[Required work] Look through the records, and whenever a line includes the word "Where", copy it.

[Dataset content]
[Start of Attachment]

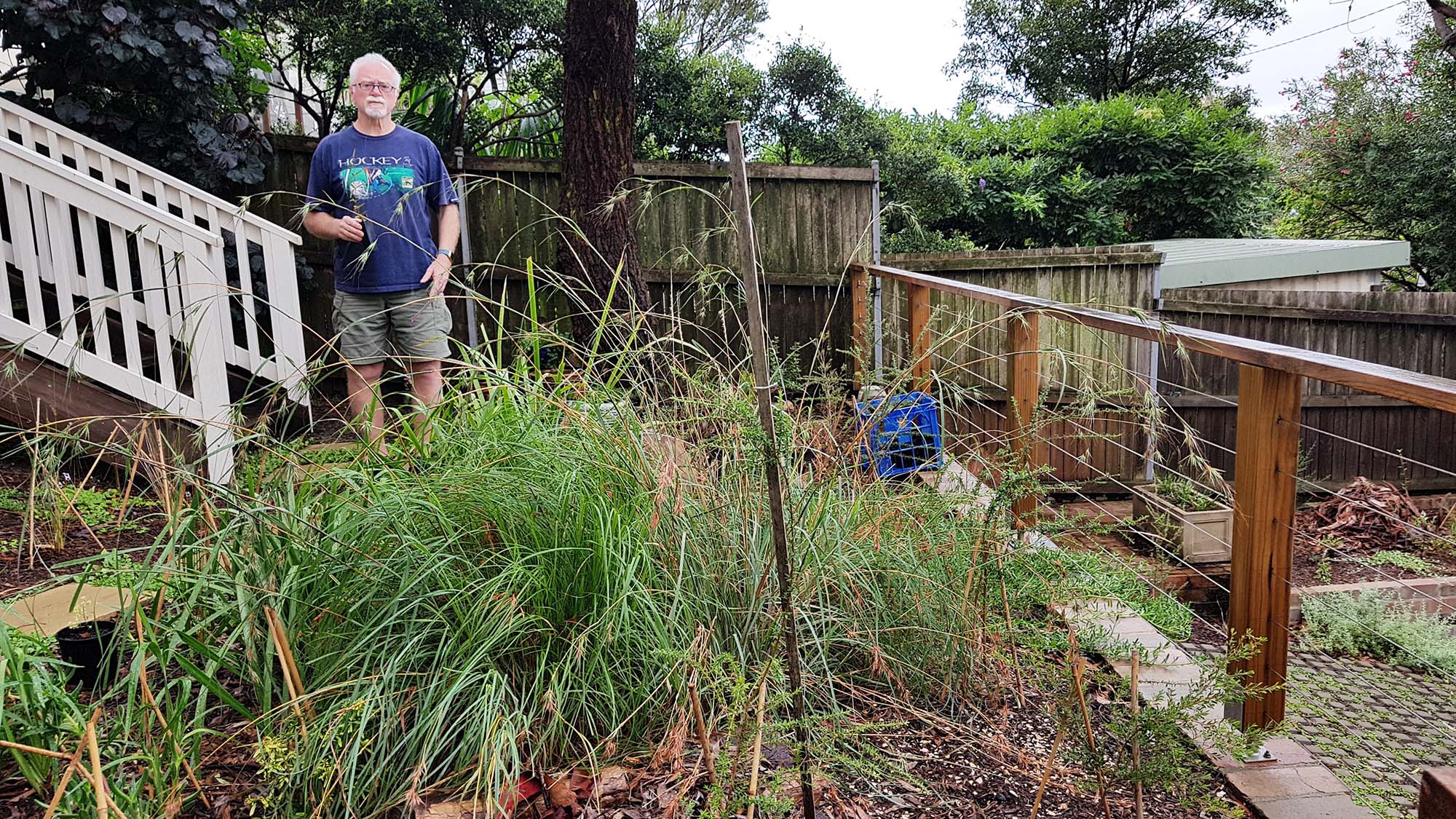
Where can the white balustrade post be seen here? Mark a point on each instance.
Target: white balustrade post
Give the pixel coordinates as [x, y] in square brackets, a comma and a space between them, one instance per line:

[End of Attachment]
[Start of Attachment]

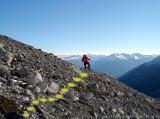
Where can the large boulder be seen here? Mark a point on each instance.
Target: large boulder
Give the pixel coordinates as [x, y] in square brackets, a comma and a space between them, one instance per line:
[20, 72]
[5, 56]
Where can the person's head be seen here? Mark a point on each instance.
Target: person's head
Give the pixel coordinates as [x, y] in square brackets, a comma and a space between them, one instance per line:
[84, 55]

[End of Attachment]
[Start of Attachment]

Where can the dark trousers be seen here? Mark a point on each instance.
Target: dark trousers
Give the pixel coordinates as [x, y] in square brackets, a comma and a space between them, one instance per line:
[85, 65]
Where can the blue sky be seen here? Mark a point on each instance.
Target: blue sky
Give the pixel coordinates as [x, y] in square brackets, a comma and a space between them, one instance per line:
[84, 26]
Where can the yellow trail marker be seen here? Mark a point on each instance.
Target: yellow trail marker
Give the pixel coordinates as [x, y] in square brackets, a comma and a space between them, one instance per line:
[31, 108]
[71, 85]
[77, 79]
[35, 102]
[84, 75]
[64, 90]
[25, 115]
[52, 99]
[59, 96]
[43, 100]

[End of Attachment]

[Problem solution]
Where can the white balustrade post be seen here? Mark a point on each instance.
Where can the large boulder be seen here? Mark a point on each instance.
Where can the person's head be seen here? Mark a point on each instance.
Where can the dark trousers be seen here? Mark a point on each instance.
Where can the blue sky be seen here? Mark a point on each instance.
Where can the yellow trail marker be seen here? Mark a point on each instance.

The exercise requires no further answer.